§ Supplied passage
>>

When he arrived in France, he called another Council, to gather at Clermont—now Clermont-Ferrand—on November 18. It would last for ten days, most of which would be taken up with routine Church business; on Tuesday the twenty-seventh, however, there would be a public session open to all at which, it was announced, the pope would make a statement of immense significance to all Christendom. This promise had precisely the effect that Urban had intended. So great were the crowds that poured into the little town to hear the pope speak that the cathedral was abandoned and the papal throne was erected instead on a high platform set in an open field outside the eastern gate. The text of his speech has not come down to us, but he seems to have begun by repeating the points made by the Byzantine delegates at Piacenza; unlike them, however, he then turned to the plight of Jerusalem,
1
where Christian pilgrims were regularly being robbed and persecuted by the city’s Turkish overlords. It was now, he emphasized, the duty of the Christian West to march to the rescue of the Christian East. All those who agreed to do so “from devotion only, not from advantage of honor or gain,” would die absolved, their sins remitted. There must be the minimum of delay: the great army of the Crusade must be ready to march by the Feast of the Assumption, August 15, 1096.

The response to his impassioned appeal was more enthusiastic than Urban could have dared to hope. Led by Bishop Adhemar of Le Puy, several hundred people—priests and monks, noblemen and peasants together—knelt before his throne and pledged themselves to take the Cross. The First Crusade was under way.

CONTRARY TO THE
expectations of many, the Crusade turned out to be a resounding, if undeserved, success. On July 1, 1097, the Seljuk Turks were smashed at Dorylaeum in Anatolia; on June 3, 1098, Antioch fell to Crusader arms; and finally on July 15, 1099, amid scenes of hideous carnage, the soldiers of Christ battered their way into Jerusalem, where they slaughtered all the Muslims in the city and burned all the Jews alive in the main synagogue. Pope Urban, however, never knew of their victory. He died two weeks later, shortly before the reports reached Rome.

<<

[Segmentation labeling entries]

>>

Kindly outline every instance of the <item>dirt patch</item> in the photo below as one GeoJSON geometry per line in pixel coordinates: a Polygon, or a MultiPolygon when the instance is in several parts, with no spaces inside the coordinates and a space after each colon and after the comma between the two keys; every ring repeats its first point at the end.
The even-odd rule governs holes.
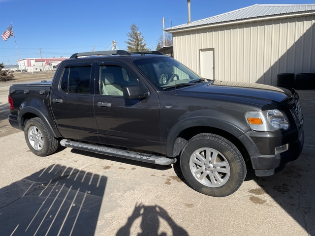
{"type": "Polygon", "coordinates": [[[258,198],[258,197],[255,197],[254,196],[252,196],[252,197],[250,197],[250,200],[251,200],[255,204],[263,204],[264,203],[266,203],[267,202],[266,200],[264,200],[263,199],[262,199],[260,198],[258,198]]]}
{"type": "Polygon", "coordinates": [[[253,189],[251,189],[250,190],[249,190],[249,192],[255,194],[255,195],[262,195],[262,194],[267,193],[266,193],[265,190],[264,190],[262,188],[254,188],[253,189]]]}

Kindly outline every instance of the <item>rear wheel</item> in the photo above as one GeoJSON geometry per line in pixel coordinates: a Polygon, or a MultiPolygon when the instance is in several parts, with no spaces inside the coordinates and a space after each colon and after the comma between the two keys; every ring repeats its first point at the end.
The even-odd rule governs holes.
{"type": "Polygon", "coordinates": [[[30,150],[37,156],[50,155],[58,147],[58,141],[50,135],[43,121],[37,117],[27,121],[24,136],[30,150]]]}
{"type": "Polygon", "coordinates": [[[227,139],[213,134],[191,139],[182,151],[180,164],[192,188],[214,197],[232,194],[246,176],[245,162],[238,149],[227,139]]]}

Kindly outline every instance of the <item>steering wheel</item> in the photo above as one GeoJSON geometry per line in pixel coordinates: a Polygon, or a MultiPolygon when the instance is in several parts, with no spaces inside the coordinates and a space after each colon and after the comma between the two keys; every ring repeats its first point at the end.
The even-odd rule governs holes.
{"type": "Polygon", "coordinates": [[[170,82],[174,81],[174,77],[175,77],[175,76],[177,78],[177,80],[179,80],[179,76],[177,74],[174,74],[168,78],[168,80],[167,80],[167,84],[169,84],[170,82]]]}
{"type": "Polygon", "coordinates": [[[167,83],[167,79],[168,78],[168,75],[167,74],[162,74],[160,77],[159,77],[159,81],[160,84],[164,85],[166,84],[167,83]]]}

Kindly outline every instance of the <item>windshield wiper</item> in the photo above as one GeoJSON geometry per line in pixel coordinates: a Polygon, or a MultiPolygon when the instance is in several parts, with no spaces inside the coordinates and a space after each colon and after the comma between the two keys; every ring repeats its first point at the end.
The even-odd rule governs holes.
{"type": "Polygon", "coordinates": [[[208,80],[206,79],[199,79],[198,80],[195,80],[194,81],[193,81],[191,83],[193,84],[194,83],[201,82],[201,81],[203,81],[204,82],[206,82],[207,81],[208,81],[208,80]]]}
{"type": "Polygon", "coordinates": [[[168,87],[165,87],[163,88],[163,90],[168,89],[168,88],[177,88],[181,87],[182,86],[190,86],[190,85],[189,84],[178,84],[175,85],[172,85],[172,86],[168,86],[168,87]]]}

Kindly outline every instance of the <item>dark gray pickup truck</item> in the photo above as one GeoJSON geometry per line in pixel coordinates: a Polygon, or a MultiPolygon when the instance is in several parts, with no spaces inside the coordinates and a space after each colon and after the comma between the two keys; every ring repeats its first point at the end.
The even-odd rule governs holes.
{"type": "Polygon", "coordinates": [[[299,156],[303,117],[295,91],[209,80],[157,52],[77,53],[51,82],[10,88],[11,125],[43,156],[61,145],[159,165],[179,159],[196,190],[236,191],[299,156]]]}

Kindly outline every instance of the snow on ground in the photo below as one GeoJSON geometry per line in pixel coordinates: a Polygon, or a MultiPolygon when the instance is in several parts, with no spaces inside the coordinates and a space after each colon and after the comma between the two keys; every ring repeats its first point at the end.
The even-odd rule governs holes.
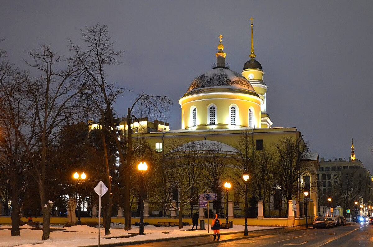
{"type": "MultiPolygon", "coordinates": [[[[206,226],[206,227],[207,225],[206,226]]],[[[3,226],[0,227],[0,228],[3,226]]],[[[233,228],[223,229],[220,233],[242,231],[244,226],[233,225],[233,228]]],[[[249,231],[259,229],[276,228],[276,227],[248,226],[249,231]]],[[[130,233],[138,233],[138,226],[133,226],[129,231],[123,229],[115,228],[110,229],[111,234],[105,236],[105,229],[100,231],[100,244],[110,244],[145,240],[163,238],[170,238],[184,236],[198,236],[207,234],[207,230],[198,229],[192,231],[182,231],[190,229],[191,226],[184,226],[182,229],[177,226],[156,227],[152,225],[144,227],[145,235],[134,235],[125,238],[108,238],[114,237],[132,236],[130,233]],[[164,232],[168,232],[168,234],[164,232]]],[[[43,231],[41,230],[31,230],[30,229],[21,229],[21,236],[11,237],[10,230],[7,229],[0,230],[0,247],[20,246],[21,247],[77,247],[88,245],[97,245],[98,242],[98,229],[88,226],[87,225],[73,226],[68,228],[68,231],[51,232],[49,239],[42,241],[43,231]]],[[[212,234],[210,230],[209,234],[212,234]]]]}

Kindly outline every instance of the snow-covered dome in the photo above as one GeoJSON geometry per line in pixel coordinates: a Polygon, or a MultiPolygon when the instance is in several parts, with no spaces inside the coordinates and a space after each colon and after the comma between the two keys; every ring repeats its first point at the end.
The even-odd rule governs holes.
{"type": "Polygon", "coordinates": [[[250,82],[240,74],[229,69],[216,68],[194,79],[187,93],[195,89],[211,87],[236,88],[255,92],[250,82]]]}

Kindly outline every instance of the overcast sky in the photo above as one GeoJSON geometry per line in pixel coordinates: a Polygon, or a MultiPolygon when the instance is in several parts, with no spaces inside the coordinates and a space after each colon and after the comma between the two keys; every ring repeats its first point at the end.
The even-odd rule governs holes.
{"type": "Polygon", "coordinates": [[[109,81],[132,89],[115,105],[126,114],[137,94],[166,96],[171,129],[181,128],[178,100],[211,68],[222,34],[226,62],[241,73],[256,59],[268,86],[273,127],[295,127],[326,159],[351,155],[373,173],[371,1],[22,1],[0,2],[0,46],[22,68],[25,51],[50,44],[69,54],[68,38],[98,22],[109,25],[122,63],[109,81]]]}

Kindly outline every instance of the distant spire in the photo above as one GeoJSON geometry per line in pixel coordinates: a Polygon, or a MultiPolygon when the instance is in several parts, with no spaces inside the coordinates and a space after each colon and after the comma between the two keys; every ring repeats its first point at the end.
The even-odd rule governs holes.
{"type": "Polygon", "coordinates": [[[256,55],[254,54],[254,40],[253,35],[253,20],[254,19],[253,18],[251,18],[250,19],[251,21],[251,53],[249,56],[251,57],[252,59],[253,60],[254,57],[256,56],[256,55]]]}
{"type": "Polygon", "coordinates": [[[355,151],[354,150],[354,138],[352,138],[352,145],[351,146],[351,161],[355,161],[355,151]]]}

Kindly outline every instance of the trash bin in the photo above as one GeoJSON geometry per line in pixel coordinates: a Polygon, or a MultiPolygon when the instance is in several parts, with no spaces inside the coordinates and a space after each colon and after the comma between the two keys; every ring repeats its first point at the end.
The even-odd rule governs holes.
{"type": "Polygon", "coordinates": [[[200,220],[200,228],[201,230],[205,229],[205,220],[201,219],[200,220]]]}

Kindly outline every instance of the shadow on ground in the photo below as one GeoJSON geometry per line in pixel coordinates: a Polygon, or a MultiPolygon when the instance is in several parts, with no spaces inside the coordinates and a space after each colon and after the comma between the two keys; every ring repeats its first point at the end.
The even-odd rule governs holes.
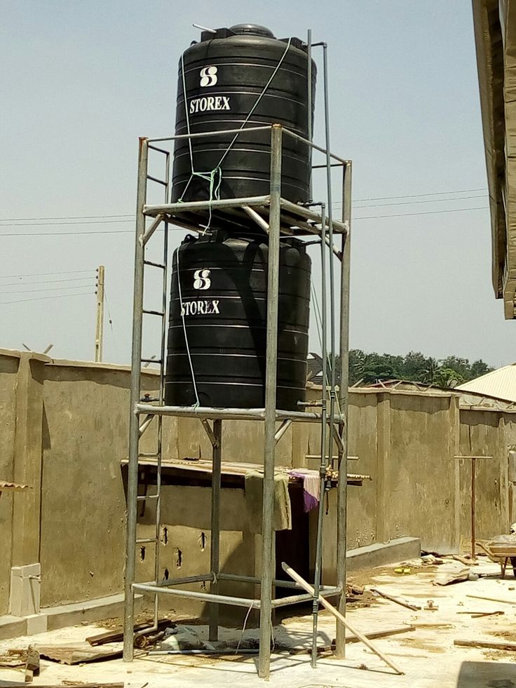
{"type": "Polygon", "coordinates": [[[463,662],[457,688],[516,688],[516,663],[463,662]]]}

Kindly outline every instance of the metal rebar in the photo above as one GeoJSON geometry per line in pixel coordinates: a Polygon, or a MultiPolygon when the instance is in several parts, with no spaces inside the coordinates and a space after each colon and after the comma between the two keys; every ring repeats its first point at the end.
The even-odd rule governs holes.
{"type": "Polygon", "coordinates": [[[282,128],[271,132],[271,208],[267,275],[267,340],[265,372],[265,426],[264,429],[264,491],[262,510],[262,588],[260,595],[260,652],[258,675],[269,679],[271,663],[273,515],[274,511],[274,454],[276,419],[278,309],[280,284],[281,227],[282,128]]]}
{"type": "MultiPolygon", "coordinates": [[[[312,29],[308,29],[306,36],[306,55],[308,58],[308,74],[306,84],[306,130],[308,140],[312,140],[312,29]]],[[[310,171],[308,173],[308,198],[312,201],[312,149],[308,149],[310,171]]]]}
{"type": "Polygon", "coordinates": [[[132,661],[134,641],[135,602],[133,584],[136,565],[136,521],[138,492],[138,443],[140,429],[136,405],[140,396],[142,364],[142,323],[143,309],[144,259],[143,236],[145,216],[143,206],[147,196],[147,172],[149,151],[148,140],[140,139],[138,156],[138,187],[136,205],[136,233],[135,241],[135,283],[133,318],[133,353],[131,356],[131,388],[129,417],[129,464],[127,487],[127,541],[125,549],[125,576],[124,581],[123,660],[132,661]]]}
{"type": "MultiPolygon", "coordinates": [[[[317,520],[317,539],[315,543],[315,561],[314,567],[313,598],[312,610],[312,654],[311,666],[317,666],[317,626],[319,613],[319,588],[320,586],[320,569],[322,560],[322,517],[324,515],[324,490],[326,477],[326,404],[327,393],[327,351],[326,341],[327,330],[327,297],[326,297],[326,224],[325,215],[326,209],[324,203],[321,205],[321,243],[320,243],[320,272],[321,272],[321,357],[322,359],[322,412],[320,422],[320,463],[319,464],[319,508],[317,520]]],[[[330,258],[331,259],[331,258],[330,258]]]]}
{"type": "MultiPolygon", "coordinates": [[[[210,591],[217,595],[219,591],[217,576],[220,569],[220,483],[222,464],[222,421],[220,419],[213,421],[213,434],[215,443],[213,445],[212,469],[212,514],[211,514],[211,544],[210,547],[210,562],[213,580],[210,586],[210,591]]],[[[210,640],[219,639],[219,605],[210,605],[210,640]]]]}
{"type": "MultiPolygon", "coordinates": [[[[348,232],[342,235],[342,262],[341,266],[341,323],[340,323],[340,364],[341,379],[339,388],[339,406],[341,421],[339,436],[339,485],[337,507],[337,584],[343,593],[339,598],[337,609],[346,616],[346,529],[348,481],[342,480],[348,474],[348,394],[349,386],[349,276],[350,241],[351,238],[351,174],[349,162],[343,170],[342,220],[348,224],[348,232]]],[[[335,654],[342,658],[346,653],[346,630],[343,624],[337,624],[335,654]]]]}
{"type": "Polygon", "coordinates": [[[279,442],[292,424],[292,421],[291,420],[283,421],[281,425],[276,431],[276,434],[274,435],[274,441],[276,443],[279,442]]]}

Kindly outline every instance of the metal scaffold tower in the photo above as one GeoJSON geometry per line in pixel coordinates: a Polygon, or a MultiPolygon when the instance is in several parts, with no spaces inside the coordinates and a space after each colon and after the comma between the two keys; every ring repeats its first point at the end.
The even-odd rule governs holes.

<<

§ Short task A
Decide whether each statement agrees with the passage on the First Crusade, answering yes or no and quoting the words of the passage that settle it: (i) The pope gave his speech at Clermont inside the cathedral. (ii) The army of the Crusade was to be ready to march by August 15, 1096. (iii) Pope Urban learned of the capture of Jerusalem before he died.
§ Short task B
Repeat the part of the passage on the First Crusade that begins at the words "CONTRARY TO THE" and stops after the words "reports reached Rome.".

§ Full solution A
(i) No: "the cathedral was abandoned and the papal throne was erected instead on a high platform set in an open field outside the eastern gate."
(ii) Yes: "the great army of the Crusade must be ready to march by the Feast of the Assumption, August 15, 1096."
(iii) No: "Pope Urban, however, never knew of their victory."

§ Full solution B
CONTRARY TO THE
expectations of many, the Crusade turned out to be a resounding, if undeserved, success. On July 1, 1097, the Seljuk Turks were smashed at Dorylaeum in Anatolia; on June 3, 1098, Antioch fell to Crusader arms; and finally on July 15, 1099, amid scenes of hideous carnage, the soldiers of Christ battered their way into Jerusalem, where they slaughtered all the Muslims in the city and burned all the Jews alive in the main synagogue. Pope Urban, however, never knew of their victory. He died two weeks later, shortly before the reports reached Rome.